- [EXERCISE INSTRUCTIONS]
Copy word for word the part of the paper critique from "I actually discovered" to "of the paper.".

- [PAGE TEXT]
┏━━

Now that does not mean I think the outline given at the end (the conclusion section is a very lucid summary, well worth reading if someone hasn't the time to read the full paper) is wrong. Far from it.
I actually discovered a scientific inaccuracy in my reading, something which I hope to raise with the authors but is not for discussion here. This was in the early review, and does not affect the main arguments of the paper.
Let me give an example of incompleteness from the paper: "Coxsackie B3 employs a virally-encoded protein, i.e. 3Cpro, to degrade molecules, which function downstream of pattern recognition receptor signaling".
These explanations are not complete. Why? If this were sufficient then everyone with these infections would show the massive viral load found in most ME patients tissues. Now the model does point at other mechanisms which contribute to this, but its not explicit and not fully worked out. Its a promise that as this model unfolds it has the
potential to explain these things, not that it
does explain these things.
That does not mean the comments made are without value. For example it goes on to say : "Chronic and persistent infections can induce prolonged immune system activation, leading to high levels of
localized or systemic O&NS, which leads to oxidative damage to proteins lipids and nucleic acids." [My bolding] This is important. I long ago realized that localized explanations might be necessary, and this was one of the driving forces for me finishing my biochem degree.
Not only does this paper not explain OI properly, the papers it refers to that I can access (including a recent review by Maes) don't either. Its saying that autonomic disturbances are consistent and expected from the model, not that they are explained: "Autonomic symptoms are associated with cardiovascular abnormalities and may be explained by activated immuno-inflammatory, intracellular and O&NS pathways, including increased TNFα, NO-related mechanisms and NF-κB". Saying a model is consistent with the facts is not the same as explaining them, despite their use of the word "explained". It again is a promise not an actual explanation.
I think this metamodel has potential. I think its worth discussing. I do not want to see people thinking it is fully explanatory if there are not good grounds for that conclusion.

┗━━

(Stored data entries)
┏━━

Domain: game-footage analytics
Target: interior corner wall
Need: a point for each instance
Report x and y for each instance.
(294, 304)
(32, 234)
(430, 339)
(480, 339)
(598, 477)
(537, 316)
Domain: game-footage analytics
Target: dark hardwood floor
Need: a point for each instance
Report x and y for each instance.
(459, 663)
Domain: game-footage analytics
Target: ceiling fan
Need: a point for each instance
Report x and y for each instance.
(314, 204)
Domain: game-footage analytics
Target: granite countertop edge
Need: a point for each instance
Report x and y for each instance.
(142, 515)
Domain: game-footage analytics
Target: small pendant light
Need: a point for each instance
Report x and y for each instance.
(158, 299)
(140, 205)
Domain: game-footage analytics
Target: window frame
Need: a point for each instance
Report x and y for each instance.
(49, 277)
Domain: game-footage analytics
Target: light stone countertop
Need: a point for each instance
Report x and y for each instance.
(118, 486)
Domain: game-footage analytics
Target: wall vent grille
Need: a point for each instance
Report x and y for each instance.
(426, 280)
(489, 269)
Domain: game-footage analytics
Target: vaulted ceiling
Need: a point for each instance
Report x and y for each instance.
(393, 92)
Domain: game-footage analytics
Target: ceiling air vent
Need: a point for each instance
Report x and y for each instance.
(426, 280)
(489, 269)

┗━━

- [RESPONSE BOX]
I actually discovered a scientific inaccuracy in my reading, something which I hope to raise with the authors but is not for discussion here. This was in the early review, and does not affect the main arguments of the paper.